_TASK DESCRIPTION_. Quote exactly the lines running from the line with "example of the" to the end of the entries, including both, and nothing else.

_MATERIAL PROVIDED_.
· · · · ·

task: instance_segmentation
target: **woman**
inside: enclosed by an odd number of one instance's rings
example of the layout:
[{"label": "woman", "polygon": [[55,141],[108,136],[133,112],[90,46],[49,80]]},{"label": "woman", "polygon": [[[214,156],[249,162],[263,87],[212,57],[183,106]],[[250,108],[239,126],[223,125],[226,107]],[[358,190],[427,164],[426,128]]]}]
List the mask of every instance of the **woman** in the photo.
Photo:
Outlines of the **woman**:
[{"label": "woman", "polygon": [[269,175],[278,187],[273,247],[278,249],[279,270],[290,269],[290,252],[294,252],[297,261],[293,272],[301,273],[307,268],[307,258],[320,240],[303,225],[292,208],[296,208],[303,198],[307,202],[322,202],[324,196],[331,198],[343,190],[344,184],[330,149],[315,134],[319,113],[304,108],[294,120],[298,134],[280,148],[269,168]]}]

· · · · ·

_WRITTEN ANSWER_.
example of the layout:
[{"label": "woman", "polygon": [[55,141],[108,136],[133,112],[90,46],[49,80]]},{"label": "woman", "polygon": [[[214,156],[249,162],[263,87],[212,57],[183,106]],[[250,108],[239,126],[223,125],[226,107]],[[358,190],[427,164],[426,128]]]}]
List the mask of every instance of the **woman** in the photo.
Photo:
Outlines of the **woman**:
[{"label": "woman", "polygon": [[269,175],[278,187],[273,247],[278,249],[279,270],[290,269],[290,252],[294,252],[297,261],[293,272],[301,273],[307,268],[307,258],[320,240],[303,225],[292,208],[296,208],[303,198],[307,202],[322,202],[324,196],[331,198],[343,190],[344,184],[330,149],[315,134],[319,113],[304,108],[294,120],[298,134],[280,148],[269,168]]}]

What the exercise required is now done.